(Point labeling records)
══════════════════════════════

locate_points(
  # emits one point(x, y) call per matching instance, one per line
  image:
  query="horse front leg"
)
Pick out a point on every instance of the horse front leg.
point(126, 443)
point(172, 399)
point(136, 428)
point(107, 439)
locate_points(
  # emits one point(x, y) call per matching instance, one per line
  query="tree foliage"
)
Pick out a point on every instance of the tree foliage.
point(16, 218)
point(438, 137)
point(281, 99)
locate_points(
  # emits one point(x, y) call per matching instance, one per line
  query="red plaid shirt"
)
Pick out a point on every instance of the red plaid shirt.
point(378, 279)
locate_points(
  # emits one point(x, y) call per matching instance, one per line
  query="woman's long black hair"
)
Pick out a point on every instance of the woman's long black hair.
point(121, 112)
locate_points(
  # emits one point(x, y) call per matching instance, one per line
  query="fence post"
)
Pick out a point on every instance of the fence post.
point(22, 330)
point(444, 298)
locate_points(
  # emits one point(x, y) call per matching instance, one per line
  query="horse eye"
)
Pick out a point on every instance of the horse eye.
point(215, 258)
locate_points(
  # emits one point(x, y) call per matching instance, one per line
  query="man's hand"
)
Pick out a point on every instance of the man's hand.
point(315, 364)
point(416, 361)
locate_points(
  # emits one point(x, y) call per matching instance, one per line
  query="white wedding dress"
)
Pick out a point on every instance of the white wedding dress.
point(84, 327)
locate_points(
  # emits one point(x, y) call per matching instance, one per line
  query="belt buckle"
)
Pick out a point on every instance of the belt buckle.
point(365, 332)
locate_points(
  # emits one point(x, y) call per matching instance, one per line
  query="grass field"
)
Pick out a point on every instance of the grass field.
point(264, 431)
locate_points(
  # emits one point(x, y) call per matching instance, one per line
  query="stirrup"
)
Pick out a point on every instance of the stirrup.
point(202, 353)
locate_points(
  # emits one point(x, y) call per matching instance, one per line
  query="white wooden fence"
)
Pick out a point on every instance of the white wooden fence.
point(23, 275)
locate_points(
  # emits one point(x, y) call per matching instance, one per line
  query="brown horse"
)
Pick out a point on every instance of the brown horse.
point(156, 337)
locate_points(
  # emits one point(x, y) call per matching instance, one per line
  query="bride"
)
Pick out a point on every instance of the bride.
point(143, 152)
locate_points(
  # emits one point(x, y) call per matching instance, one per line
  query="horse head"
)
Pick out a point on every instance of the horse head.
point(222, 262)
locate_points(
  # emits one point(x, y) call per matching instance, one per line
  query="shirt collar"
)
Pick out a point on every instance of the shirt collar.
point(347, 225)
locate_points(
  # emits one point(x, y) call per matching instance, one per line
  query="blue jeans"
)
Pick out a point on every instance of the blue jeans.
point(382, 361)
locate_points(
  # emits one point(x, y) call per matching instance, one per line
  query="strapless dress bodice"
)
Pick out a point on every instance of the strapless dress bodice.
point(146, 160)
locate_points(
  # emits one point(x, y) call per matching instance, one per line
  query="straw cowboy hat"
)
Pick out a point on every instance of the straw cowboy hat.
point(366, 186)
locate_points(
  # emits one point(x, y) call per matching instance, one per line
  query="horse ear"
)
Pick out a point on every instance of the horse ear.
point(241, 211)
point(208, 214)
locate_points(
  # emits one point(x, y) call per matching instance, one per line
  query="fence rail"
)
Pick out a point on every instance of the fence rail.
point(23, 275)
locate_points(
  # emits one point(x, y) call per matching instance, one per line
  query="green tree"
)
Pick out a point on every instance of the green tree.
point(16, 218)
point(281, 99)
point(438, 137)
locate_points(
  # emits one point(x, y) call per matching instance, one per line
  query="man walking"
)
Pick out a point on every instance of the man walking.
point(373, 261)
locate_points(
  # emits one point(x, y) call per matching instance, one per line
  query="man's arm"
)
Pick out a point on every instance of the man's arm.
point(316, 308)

══════════════════════════════

WHAT YOU HAVE TO DO - Rescale the records, starting at their beginning and ending at the line that contains "point(444, 298)" (that line included). Write every line again, requests included, with each point coordinate in the answers multiplied by 1.2 and rounded to a whole number, halves rounding up.

ANSWER TO THIS EXERCISE -
locate_points(
  # emits one point(x, y) call per matching instance, one per line
  image:
  query="horse front leg"
)
Pick out a point on every instance of the horse front leg.
point(151, 532)
point(206, 479)
point(163, 514)
point(128, 527)
locate_points(
  # emits one point(x, y) call per matching instance, one per line
  query="tree foliage"
)
Pick out a point on every instance of the tree foliage.
point(19, 262)
point(526, 164)
point(337, 119)
locate_points(
  # emits one point(x, y) call per matching instance, one per line
  query="red plaid shirt"
)
Pick out a point on every instance of the red plaid shirt.
point(454, 335)
locate_points(
  # emits one point(x, y) call per matching instance, one per line
  query="woman's long black hair"
)
Pick out a point on every instance of the woman's long black hair.
point(145, 134)
locate_points(
  # emits one point(x, y) call per matching instance, one per line
  query="fence post"
)
Pick out a point on every instance of the fence post.
point(26, 396)
point(533, 358)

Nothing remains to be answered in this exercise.